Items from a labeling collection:
══════════════════════════════
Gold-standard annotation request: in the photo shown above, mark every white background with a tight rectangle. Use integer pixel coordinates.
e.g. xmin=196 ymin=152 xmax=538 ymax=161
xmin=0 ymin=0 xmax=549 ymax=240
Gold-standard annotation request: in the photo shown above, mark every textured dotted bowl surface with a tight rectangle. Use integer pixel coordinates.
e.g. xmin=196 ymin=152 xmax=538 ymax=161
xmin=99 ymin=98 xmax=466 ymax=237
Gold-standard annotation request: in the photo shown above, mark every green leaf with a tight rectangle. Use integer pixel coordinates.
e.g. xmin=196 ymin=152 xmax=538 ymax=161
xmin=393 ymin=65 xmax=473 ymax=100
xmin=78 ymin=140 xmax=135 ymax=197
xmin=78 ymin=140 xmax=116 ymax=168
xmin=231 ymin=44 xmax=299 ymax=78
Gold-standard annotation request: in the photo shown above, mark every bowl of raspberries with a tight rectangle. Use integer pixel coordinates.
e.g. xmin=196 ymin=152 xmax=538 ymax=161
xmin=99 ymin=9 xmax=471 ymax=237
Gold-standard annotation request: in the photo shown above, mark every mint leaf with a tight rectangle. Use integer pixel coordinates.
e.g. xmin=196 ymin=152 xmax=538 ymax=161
══════════════════════════════
__Problem details__: Return the listing above line for line, with no changes to any wording, numbers, or punctuation.

__The reply__:
Gold-standard annotation request: in the photo shown above, mark every white background with a tight rectangle. Use integer pixel coordinates.
e.g. xmin=196 ymin=152 xmax=538 ymax=161
xmin=0 ymin=0 xmax=549 ymax=240
Gold-standard annotation request: in the photo shown above, mark every textured dotted bowl surface with a tight rectangle. Use integer pixel coordinates.
e.g. xmin=196 ymin=152 xmax=538 ymax=161
xmin=99 ymin=98 xmax=466 ymax=237
Gold-standard annotation request: in the photo shown above, mark every green leaf with a tight rectangle. Use integer pixel coordinates.
e.g. xmin=196 ymin=152 xmax=538 ymax=161
xmin=393 ymin=65 xmax=473 ymax=100
xmin=78 ymin=140 xmax=135 ymax=197
xmin=78 ymin=140 xmax=116 ymax=168
xmin=231 ymin=44 xmax=299 ymax=78
Gold-standard annotation request: in the photo shown above, mark every bowl of raspberries with a tight rectangle. Use integer pixel coordinates.
e.g. xmin=196 ymin=152 xmax=538 ymax=161
xmin=99 ymin=9 xmax=471 ymax=237
Gold-standard annotation request: in the photo shown above, mark every mint leaf with a tight rectangle. Use integer pixel coordinates.
e.g. xmin=196 ymin=152 xmax=538 ymax=161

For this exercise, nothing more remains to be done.